Jezek: I do think that the U.S. has some unique challenges in that we are very large and very diverse, and we have a wide array of beliefs and attitudes about public health and preparedness. All of that presents both opportunities and challenges. Something else that is unique among the U.S. and other high-income countries is that we have a responsibility not only within our borders but to support preparedness in the rest of the world, particularly among low- and middle-income countries. It’s important that we invest in preparedness throughout the world because we know that infections that originate anywhere across the globe are just a plane ride away from the U.S. In terms of thinking about preparedness within the U.S., we have to think globally.

What’s the most likely cause of the next pandemic?

Nuzzo: Statistically, it’s an influenza virus, only because we tend to have three per century and the last one was in 2009. But coronaviruses are like, “Hold my beer.” They’re trying to give flu a run for its money.

Knisely: We know influenza can cause pandemics.It evolves rapidly. It’s zoonotic in origin. Many different species can harbor influenza. The viruses can reassort their genes. So, we are always investing in understanding influenza transmission and evolution and developing countermeasures.

Kim: Many pandemics in history, including the recent COVID-19 pandemic, have originated from zoonotic diseases … which are very common, both in the United States and around the world. Scientists estimate that more than six out of every 10 known infectious diseases in people can be spread from animals, and three out of every four new or emerging infectious diseases in people come from animals. As such, a One Health approach — which recognizes the interconnectedness of human health, animal health and environmental health — is a critical component of pandemic prevention, preparedness and response efforts.

Varma: We can say with certainty that we are entering a new age of pandemics where the risk is higher and potentially more deadly. I am particularly worried about diseases transmitted by mosquitos, ticks and other insects. Climate change is rapidly altering the landscape of diseases — those that were once considered “tropical” and can now be found in places where they were not seen previously. This is true with dengue virus, chikungunya virus, and even malaria.

• • • • • • •

PROBLEM 1 ::
In the pandemic discussion, how often do influenza pandemics tend to occur?
PROBLEM 2 ::
Rewrite the pandemic discussion from the words containing "Jezek: I do" through "the next pandemic?", replacing every "preparedness" with "readiness".
PROBLEM 3 ::
Write what comes next in the pandemic discussion, picking up after its final sentence.

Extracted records

• • • • • • •

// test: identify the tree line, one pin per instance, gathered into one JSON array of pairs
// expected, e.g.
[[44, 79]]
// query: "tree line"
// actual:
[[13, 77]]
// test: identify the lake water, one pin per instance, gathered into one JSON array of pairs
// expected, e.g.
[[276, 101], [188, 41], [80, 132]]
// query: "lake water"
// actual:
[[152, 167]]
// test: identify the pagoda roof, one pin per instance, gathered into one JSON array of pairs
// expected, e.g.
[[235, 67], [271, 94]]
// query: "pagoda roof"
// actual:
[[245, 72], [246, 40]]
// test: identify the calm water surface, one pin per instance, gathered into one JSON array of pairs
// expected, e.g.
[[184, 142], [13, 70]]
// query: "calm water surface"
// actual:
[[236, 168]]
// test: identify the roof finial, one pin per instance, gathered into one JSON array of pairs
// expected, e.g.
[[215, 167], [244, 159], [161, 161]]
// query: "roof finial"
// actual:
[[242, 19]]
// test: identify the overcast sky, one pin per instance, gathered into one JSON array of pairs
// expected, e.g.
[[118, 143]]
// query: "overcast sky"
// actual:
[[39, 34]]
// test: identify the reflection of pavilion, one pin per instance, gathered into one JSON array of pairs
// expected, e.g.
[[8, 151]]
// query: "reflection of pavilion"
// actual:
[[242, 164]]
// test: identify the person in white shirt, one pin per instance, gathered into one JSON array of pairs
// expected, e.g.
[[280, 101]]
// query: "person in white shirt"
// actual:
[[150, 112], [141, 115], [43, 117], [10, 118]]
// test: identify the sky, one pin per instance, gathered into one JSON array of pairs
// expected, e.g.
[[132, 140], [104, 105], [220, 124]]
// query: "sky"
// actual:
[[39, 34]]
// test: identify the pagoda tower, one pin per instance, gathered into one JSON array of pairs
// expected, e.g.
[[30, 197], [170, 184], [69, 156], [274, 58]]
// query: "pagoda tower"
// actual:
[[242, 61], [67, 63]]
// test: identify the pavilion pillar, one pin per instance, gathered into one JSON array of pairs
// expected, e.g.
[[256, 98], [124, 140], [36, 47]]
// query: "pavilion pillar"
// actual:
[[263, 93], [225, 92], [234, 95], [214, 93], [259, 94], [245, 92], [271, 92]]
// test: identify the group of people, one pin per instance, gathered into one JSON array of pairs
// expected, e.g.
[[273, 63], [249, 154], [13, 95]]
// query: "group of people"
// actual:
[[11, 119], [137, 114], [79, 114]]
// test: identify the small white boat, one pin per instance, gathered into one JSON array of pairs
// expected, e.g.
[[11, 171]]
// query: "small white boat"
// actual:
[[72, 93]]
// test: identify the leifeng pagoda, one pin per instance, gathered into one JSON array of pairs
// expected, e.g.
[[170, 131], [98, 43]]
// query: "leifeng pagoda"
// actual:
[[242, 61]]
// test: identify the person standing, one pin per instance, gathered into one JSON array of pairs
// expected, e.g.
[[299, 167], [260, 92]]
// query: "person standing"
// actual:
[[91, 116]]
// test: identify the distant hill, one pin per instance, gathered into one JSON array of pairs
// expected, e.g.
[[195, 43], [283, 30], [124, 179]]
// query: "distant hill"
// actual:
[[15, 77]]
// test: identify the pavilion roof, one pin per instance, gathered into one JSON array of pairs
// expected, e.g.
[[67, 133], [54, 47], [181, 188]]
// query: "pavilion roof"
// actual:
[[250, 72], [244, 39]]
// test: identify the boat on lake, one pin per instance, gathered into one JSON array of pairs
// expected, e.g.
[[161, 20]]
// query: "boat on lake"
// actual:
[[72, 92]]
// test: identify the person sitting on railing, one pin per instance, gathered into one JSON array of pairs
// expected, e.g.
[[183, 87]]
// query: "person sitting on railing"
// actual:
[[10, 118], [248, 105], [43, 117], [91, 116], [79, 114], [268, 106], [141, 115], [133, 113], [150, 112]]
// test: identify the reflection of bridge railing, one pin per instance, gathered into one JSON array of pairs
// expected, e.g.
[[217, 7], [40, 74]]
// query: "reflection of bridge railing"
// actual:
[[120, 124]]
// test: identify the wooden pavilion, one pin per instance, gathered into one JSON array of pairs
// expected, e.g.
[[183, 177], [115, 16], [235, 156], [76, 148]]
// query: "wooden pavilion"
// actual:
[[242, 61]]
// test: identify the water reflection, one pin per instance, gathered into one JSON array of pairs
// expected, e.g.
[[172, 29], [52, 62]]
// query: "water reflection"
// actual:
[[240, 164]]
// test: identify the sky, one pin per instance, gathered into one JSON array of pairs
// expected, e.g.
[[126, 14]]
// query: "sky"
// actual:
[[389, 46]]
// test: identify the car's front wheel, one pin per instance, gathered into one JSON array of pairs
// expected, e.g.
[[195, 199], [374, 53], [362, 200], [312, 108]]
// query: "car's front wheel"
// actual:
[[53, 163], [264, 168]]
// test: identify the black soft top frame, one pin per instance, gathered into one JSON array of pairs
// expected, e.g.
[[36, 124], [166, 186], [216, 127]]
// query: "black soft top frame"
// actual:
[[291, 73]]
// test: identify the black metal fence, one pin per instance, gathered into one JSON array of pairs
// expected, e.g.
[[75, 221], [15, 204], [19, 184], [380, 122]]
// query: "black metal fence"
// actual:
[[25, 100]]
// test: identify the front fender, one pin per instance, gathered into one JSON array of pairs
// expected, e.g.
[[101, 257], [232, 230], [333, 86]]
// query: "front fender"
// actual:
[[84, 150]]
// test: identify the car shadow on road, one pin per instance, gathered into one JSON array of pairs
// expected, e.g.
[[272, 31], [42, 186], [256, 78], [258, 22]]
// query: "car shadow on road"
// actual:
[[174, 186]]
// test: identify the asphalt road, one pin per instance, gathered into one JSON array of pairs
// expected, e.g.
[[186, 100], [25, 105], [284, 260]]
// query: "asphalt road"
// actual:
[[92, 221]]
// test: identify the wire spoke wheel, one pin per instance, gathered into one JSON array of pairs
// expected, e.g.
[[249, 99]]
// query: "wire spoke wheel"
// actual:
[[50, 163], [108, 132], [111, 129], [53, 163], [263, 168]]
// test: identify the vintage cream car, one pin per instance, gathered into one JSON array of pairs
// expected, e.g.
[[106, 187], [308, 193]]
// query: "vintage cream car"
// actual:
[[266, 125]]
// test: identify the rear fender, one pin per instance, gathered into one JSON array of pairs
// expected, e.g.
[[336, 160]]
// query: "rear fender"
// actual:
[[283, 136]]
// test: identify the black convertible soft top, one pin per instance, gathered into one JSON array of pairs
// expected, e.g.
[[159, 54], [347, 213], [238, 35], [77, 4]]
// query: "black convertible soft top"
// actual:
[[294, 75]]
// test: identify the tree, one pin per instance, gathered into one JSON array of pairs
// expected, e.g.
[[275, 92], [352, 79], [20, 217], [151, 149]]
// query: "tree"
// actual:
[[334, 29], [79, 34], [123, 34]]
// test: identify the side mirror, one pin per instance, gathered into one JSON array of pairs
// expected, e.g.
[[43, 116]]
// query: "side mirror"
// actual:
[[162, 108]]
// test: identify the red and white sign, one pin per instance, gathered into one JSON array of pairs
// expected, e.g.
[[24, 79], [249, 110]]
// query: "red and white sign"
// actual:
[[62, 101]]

• • • • • • •

RESPONSE BOX 1 ::
About three times per century.

RESPONSE BOX 2 ::
Jezek: I do think that the U.S. has some unique challenges in that we are very large and very diverse, and we have a wide array of beliefs and attitudes about public health and readiness. All of that presents both opportunities and challenges. Something else that is unique among the U.S. and other high-income countries is that we have a responsibility not only within our borders but to support readiness in the rest of the world, particularly among low- and middle-income countries. It’s important that we invest in readiness throughout the world because we know that infections that originate anywhere across the globe are just a plane ride away from the U.S. In terms of thinking about readiness within the U.S., we have to think globally.

What’s the most likely cause of the next pandemic?

RESPONSE BOX 3 ::
Nuzzo: It also depends on what you call a pandemic. I haven’t really used the word pandemic to describe the Zika virus situation, but it circulated in multiple regions of the world and caused serious health effects. A pandemic is not a really clear scientific term. It’s something we use to describe geographic spread. It doesn’t describe severity. Zika was an enormous health challenge but I’m thinking more of a no-notice, destabilizing type of event, and which pathogen is most likely to cause it. It’s probably a respiratory virus.

Varma: We also cannot underestimate the risk associated with either accidental or deliberate bioterrorism-related epidemics. As the world conducts more research on viruses, there is an increasing risk that a rogue actor could synthesize a new virus or a previously eradicated one, like smallpox, and release it accidentally or deliberately. As the world conducts more research and conflict between countries grow, there is an increasing risk that the next epidemic could be made by man, rather than by nature.

Knisely: At NIAID, we have a pandemic preparedness plan with two different approaches when we’re thinking about this question. The first we call priority pathogens — things that are always lurking in the background, posing a threat, like influenza. Similarly, coronaviruses are clearly a threat. We’ve had three major ones emerge in the last 20 years. What those share in common is that they are RNA viruses capable of rapid evolution and respiratory transmission. They’re at the top of a lot of people’s list. We’re trying to cover the bases so that we can be prepared, no matter what emerges.